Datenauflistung
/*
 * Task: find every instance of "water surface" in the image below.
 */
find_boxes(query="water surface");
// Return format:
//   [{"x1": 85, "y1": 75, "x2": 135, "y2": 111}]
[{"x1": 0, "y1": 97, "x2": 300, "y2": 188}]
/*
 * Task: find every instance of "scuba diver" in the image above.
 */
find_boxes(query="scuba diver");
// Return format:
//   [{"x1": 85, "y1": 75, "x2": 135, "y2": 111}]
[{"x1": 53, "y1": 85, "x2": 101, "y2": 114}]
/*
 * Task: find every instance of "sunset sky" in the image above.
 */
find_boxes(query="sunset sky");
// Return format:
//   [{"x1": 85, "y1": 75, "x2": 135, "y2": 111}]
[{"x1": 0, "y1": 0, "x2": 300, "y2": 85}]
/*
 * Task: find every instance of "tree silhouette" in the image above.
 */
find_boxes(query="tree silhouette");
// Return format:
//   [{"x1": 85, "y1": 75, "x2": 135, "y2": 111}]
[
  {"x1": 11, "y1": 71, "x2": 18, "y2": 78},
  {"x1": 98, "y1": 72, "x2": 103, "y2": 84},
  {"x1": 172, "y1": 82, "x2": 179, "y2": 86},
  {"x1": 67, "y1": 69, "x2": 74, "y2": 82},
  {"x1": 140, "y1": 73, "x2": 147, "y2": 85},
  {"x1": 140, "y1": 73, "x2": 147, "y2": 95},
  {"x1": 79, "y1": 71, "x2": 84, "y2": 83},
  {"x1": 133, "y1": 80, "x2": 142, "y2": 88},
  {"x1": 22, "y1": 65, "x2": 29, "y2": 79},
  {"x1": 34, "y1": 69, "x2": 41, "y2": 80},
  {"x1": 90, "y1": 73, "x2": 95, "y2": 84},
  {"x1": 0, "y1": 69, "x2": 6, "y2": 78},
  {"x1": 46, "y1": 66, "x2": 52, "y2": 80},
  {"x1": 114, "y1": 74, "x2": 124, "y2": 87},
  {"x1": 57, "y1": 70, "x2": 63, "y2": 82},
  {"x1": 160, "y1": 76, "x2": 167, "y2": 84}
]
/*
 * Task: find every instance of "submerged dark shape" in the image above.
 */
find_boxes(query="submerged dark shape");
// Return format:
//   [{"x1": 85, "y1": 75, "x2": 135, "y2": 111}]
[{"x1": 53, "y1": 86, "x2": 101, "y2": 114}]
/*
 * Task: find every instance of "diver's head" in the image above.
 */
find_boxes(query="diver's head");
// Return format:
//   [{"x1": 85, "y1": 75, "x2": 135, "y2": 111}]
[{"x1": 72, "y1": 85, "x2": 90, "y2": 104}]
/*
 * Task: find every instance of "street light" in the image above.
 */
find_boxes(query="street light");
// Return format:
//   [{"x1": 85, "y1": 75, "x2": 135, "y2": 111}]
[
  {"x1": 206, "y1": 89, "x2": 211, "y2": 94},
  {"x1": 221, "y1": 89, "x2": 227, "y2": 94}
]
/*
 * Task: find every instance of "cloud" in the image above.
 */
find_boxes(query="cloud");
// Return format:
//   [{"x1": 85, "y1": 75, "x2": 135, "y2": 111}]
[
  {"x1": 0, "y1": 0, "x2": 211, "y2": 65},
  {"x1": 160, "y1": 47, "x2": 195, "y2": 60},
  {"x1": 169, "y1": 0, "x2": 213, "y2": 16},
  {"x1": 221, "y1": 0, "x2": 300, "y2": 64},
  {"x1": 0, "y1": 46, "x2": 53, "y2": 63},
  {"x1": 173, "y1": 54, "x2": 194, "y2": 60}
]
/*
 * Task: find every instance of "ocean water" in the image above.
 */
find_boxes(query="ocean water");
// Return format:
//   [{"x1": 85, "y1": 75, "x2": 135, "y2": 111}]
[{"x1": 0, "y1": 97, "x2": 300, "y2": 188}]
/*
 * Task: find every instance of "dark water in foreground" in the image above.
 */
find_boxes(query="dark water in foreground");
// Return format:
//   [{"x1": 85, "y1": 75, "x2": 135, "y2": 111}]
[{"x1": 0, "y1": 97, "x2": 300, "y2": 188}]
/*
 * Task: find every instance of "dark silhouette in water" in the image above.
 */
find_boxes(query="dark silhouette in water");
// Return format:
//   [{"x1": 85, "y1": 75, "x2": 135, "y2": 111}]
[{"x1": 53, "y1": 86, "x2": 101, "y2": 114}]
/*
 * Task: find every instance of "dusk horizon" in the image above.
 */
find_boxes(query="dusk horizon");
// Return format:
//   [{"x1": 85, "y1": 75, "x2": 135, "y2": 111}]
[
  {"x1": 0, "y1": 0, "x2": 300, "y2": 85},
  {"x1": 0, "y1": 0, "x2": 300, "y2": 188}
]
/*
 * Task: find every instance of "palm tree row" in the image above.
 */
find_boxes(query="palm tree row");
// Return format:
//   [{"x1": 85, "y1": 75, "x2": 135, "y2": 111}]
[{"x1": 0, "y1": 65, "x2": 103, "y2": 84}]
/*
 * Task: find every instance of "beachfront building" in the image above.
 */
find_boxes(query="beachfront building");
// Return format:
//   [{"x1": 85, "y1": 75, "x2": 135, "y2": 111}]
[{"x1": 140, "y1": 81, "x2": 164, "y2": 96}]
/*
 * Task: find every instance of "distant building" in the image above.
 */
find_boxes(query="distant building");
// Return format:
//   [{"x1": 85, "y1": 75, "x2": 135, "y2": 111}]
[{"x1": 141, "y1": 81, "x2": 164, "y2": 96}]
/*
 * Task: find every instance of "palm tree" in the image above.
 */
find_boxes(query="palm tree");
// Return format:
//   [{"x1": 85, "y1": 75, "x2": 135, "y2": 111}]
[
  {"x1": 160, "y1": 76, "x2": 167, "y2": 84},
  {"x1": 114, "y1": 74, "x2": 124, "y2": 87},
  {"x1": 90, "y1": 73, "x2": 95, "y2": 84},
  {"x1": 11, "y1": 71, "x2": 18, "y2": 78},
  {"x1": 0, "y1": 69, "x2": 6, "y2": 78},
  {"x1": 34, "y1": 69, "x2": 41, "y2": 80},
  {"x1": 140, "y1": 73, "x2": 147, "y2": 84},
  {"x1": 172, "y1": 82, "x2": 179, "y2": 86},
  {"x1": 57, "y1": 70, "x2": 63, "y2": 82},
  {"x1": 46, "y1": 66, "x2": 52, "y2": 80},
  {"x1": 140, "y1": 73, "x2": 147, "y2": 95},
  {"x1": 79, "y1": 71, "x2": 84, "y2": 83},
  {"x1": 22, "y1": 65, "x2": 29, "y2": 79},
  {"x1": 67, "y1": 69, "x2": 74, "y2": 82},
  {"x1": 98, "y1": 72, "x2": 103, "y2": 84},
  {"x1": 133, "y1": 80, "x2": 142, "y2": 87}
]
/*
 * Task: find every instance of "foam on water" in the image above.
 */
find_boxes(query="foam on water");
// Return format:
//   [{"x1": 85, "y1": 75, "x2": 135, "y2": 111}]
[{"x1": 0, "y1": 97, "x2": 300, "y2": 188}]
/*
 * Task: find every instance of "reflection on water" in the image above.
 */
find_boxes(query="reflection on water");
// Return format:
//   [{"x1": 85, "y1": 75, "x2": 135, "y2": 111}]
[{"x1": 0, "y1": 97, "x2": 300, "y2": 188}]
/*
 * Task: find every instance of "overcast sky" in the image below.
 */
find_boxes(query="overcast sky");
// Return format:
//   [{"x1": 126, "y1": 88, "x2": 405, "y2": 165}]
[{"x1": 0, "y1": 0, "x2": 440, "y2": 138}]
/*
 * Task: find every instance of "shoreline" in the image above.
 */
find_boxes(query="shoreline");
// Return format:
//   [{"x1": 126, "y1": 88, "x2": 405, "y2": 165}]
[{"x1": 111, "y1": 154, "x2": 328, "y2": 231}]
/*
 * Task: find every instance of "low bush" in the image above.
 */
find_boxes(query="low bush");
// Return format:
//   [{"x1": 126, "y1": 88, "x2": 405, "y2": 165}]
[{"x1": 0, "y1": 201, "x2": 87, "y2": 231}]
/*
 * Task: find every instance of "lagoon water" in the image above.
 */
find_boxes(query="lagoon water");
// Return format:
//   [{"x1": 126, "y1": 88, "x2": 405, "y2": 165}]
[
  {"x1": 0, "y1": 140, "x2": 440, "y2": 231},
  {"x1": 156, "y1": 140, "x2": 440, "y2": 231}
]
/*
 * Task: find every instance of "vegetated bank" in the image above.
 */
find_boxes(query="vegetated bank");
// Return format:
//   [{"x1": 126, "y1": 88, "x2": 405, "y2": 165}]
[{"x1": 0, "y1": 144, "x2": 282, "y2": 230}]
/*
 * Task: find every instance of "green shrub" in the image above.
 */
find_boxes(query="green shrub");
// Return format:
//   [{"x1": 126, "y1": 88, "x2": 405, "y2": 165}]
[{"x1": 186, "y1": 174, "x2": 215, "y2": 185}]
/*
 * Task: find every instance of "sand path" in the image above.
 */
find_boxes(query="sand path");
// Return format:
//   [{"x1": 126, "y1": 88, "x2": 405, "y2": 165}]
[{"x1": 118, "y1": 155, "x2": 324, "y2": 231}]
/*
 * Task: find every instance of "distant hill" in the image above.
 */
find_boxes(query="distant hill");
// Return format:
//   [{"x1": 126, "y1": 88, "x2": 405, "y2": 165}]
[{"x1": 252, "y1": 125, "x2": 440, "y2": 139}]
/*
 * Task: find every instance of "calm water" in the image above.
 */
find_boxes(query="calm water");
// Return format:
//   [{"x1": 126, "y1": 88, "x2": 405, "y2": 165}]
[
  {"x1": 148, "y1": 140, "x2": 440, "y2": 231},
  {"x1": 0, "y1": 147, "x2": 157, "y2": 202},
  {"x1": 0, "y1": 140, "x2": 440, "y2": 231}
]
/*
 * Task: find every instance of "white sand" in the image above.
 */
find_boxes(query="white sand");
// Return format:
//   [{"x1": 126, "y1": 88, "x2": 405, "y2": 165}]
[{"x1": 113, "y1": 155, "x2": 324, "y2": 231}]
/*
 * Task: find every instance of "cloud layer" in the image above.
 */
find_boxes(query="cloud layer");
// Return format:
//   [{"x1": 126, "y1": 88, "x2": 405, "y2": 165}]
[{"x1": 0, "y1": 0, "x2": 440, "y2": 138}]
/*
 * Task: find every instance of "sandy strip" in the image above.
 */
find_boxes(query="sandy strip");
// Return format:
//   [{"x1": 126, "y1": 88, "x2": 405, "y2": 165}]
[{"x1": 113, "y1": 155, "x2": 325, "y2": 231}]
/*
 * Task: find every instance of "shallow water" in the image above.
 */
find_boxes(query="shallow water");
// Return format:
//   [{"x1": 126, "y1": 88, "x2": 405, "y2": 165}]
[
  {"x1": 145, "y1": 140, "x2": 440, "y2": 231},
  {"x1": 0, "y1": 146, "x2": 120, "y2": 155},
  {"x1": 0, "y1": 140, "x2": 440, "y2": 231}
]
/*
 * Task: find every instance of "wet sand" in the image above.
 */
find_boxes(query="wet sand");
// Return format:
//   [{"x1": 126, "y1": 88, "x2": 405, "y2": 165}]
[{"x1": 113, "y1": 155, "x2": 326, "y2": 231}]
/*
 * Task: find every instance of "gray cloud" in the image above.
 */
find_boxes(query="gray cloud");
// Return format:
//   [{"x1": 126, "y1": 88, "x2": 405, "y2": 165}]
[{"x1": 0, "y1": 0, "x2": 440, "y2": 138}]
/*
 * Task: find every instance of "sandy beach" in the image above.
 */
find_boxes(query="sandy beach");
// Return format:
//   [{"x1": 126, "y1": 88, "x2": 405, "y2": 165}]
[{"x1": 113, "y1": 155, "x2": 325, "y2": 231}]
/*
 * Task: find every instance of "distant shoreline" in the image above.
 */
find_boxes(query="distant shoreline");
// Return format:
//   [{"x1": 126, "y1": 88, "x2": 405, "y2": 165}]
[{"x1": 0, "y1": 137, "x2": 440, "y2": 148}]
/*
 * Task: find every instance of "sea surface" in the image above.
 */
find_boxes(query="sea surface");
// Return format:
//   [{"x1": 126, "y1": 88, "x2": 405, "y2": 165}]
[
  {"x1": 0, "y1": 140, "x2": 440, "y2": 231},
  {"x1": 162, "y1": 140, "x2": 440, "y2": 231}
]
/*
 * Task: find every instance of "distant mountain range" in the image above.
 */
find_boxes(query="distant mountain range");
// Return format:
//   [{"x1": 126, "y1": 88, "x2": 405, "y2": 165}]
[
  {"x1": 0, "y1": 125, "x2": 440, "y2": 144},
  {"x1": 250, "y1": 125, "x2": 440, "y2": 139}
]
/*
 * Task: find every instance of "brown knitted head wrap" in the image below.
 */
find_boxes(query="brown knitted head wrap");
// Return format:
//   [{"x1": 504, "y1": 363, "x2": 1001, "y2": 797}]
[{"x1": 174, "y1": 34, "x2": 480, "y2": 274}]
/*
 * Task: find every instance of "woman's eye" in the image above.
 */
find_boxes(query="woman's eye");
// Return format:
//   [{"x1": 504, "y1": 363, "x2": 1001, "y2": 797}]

Deine Aufgabe
Nenne nur die Anzahl der Zeilen im Material oben, die die Zeichenfolge "reflection" enthalten, wobei Groß- und Kleinschreibung beachtet wird.

Übungsergebnis
2